How many lines in these entries contain the string "then"? Reply with the number alone.

::::::

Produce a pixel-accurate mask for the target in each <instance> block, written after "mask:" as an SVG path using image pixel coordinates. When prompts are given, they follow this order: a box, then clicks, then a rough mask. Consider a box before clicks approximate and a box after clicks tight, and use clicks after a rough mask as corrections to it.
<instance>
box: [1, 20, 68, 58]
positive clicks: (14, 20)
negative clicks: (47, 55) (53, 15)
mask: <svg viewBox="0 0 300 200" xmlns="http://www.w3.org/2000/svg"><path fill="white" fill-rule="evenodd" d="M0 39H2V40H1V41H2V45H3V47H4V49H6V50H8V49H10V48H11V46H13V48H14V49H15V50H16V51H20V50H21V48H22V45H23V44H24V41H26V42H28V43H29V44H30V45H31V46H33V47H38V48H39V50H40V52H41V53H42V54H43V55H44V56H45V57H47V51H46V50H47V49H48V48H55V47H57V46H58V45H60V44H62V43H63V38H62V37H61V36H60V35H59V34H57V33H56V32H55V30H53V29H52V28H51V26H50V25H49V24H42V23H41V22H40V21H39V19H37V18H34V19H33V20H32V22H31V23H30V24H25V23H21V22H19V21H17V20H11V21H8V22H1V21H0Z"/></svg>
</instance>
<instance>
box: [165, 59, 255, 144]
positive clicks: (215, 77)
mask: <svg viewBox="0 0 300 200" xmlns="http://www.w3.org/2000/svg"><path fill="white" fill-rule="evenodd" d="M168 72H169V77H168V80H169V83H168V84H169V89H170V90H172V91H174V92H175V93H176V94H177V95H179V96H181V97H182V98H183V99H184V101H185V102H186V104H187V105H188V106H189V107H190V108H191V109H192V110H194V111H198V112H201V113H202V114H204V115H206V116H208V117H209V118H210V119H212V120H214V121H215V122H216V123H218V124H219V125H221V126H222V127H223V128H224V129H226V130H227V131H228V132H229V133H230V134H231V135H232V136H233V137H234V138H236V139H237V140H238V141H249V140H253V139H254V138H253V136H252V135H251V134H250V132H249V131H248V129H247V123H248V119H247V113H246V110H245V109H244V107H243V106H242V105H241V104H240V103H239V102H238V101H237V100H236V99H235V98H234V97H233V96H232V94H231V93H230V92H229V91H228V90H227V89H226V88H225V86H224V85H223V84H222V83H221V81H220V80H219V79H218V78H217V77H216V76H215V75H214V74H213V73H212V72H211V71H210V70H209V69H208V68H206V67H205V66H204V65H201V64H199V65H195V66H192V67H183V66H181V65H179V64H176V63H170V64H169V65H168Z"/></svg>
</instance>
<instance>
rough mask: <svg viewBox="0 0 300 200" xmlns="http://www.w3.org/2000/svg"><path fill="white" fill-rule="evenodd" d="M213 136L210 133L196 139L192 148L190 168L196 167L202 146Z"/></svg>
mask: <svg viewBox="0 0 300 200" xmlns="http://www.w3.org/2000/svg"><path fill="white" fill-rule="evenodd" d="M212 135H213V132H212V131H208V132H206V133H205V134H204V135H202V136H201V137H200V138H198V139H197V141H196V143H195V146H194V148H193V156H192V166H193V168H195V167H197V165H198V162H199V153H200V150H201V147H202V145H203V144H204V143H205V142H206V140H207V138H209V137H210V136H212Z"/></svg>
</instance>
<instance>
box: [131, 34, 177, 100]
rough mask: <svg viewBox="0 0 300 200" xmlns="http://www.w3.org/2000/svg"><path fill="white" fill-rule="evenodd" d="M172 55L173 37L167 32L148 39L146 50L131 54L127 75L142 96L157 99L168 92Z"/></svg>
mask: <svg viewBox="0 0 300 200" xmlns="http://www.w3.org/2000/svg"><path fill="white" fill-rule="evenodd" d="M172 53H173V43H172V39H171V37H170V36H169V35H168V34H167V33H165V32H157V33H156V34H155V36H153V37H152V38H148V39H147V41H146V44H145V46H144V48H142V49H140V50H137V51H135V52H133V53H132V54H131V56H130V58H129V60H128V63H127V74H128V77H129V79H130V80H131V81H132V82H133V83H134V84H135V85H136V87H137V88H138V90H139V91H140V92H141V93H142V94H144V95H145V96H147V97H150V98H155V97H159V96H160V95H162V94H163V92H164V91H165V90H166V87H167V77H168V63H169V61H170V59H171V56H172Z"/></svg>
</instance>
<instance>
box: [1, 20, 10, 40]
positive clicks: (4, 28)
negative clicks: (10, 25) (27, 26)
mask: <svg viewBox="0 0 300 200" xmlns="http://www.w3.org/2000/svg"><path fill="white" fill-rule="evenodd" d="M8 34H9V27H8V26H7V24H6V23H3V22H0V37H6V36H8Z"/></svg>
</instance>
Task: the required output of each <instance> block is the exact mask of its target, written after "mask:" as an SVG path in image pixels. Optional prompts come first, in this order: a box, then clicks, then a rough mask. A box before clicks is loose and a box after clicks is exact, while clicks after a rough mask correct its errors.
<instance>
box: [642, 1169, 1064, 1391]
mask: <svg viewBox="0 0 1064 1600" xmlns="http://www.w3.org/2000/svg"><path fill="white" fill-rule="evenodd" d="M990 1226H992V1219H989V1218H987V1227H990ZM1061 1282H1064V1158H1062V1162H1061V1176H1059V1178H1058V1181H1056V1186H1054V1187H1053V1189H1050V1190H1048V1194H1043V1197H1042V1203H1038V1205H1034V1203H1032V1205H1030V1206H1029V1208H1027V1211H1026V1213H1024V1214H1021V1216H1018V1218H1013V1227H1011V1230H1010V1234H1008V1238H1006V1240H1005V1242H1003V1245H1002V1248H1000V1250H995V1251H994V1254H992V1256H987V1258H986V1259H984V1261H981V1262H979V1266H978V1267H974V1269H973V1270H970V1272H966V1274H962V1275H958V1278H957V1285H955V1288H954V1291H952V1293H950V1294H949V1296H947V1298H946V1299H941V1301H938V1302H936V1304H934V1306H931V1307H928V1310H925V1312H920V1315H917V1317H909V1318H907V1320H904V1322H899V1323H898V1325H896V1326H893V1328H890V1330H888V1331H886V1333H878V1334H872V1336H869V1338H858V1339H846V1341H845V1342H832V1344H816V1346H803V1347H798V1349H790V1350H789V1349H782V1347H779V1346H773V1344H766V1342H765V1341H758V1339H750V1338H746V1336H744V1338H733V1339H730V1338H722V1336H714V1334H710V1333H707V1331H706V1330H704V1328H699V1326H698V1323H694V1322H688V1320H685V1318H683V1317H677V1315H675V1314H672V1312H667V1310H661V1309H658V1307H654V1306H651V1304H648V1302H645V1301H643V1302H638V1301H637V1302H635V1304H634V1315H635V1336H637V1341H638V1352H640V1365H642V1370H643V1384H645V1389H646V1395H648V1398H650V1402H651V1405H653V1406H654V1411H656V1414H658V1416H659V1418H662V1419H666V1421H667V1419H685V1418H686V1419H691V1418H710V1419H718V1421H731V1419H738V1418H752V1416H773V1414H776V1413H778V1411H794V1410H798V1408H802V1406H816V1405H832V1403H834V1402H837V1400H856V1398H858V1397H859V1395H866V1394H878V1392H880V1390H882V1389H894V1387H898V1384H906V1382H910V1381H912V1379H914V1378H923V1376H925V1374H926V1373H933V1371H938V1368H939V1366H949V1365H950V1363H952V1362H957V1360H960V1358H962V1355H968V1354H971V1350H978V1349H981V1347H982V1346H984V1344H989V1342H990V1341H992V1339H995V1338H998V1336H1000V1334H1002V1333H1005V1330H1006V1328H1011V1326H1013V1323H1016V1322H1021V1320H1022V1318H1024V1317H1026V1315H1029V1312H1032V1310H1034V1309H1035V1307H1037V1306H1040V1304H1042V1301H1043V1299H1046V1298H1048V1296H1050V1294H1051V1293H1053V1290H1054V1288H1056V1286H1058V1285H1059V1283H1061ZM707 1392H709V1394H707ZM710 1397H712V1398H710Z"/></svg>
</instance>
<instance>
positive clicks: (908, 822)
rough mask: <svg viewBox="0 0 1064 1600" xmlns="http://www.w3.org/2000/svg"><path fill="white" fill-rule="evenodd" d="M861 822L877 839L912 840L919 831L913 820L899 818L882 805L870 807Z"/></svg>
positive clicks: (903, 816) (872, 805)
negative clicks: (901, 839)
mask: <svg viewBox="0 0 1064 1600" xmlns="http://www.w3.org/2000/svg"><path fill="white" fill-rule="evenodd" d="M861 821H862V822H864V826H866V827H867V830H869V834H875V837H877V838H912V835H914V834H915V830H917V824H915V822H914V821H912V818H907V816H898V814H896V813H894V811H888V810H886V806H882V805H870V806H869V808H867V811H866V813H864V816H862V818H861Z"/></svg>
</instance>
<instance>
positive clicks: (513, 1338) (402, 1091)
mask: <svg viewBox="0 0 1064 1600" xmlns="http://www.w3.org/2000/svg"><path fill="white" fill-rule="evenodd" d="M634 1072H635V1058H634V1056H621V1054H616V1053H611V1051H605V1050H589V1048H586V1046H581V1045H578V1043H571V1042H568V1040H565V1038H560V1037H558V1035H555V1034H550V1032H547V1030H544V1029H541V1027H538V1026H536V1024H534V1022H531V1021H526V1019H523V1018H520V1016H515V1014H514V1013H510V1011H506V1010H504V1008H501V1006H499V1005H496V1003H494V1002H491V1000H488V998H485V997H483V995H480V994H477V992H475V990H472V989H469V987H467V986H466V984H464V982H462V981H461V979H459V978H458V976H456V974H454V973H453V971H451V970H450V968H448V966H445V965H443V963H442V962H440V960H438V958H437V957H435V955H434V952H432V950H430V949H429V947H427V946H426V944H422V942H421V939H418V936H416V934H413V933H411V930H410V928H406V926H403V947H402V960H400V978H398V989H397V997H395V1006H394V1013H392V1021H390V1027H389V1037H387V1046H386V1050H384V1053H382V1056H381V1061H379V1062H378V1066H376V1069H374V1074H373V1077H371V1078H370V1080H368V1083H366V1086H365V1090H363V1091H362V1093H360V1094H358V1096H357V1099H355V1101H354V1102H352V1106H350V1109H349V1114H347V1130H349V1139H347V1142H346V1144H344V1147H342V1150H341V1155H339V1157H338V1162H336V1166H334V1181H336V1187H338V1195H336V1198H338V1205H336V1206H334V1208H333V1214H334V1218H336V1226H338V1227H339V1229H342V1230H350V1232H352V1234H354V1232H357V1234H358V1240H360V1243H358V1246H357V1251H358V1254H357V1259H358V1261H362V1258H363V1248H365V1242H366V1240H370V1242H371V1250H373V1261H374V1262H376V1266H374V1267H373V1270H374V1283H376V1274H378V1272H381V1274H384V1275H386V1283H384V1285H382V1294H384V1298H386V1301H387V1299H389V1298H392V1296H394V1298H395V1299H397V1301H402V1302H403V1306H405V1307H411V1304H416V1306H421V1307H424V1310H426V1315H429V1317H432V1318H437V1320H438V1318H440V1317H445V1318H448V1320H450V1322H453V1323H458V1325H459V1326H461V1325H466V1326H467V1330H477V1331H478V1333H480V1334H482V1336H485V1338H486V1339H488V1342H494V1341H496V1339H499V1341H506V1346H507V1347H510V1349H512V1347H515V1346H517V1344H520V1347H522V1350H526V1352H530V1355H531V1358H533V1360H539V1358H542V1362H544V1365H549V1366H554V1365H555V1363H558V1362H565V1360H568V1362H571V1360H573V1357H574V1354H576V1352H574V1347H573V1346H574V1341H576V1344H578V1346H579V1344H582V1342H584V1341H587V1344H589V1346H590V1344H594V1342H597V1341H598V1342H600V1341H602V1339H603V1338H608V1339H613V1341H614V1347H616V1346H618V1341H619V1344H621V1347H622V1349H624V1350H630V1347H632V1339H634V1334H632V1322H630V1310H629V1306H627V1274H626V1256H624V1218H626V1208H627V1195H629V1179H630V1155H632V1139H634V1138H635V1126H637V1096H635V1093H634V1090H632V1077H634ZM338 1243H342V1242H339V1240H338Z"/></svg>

::::::

WRITTEN SOLUTION: 2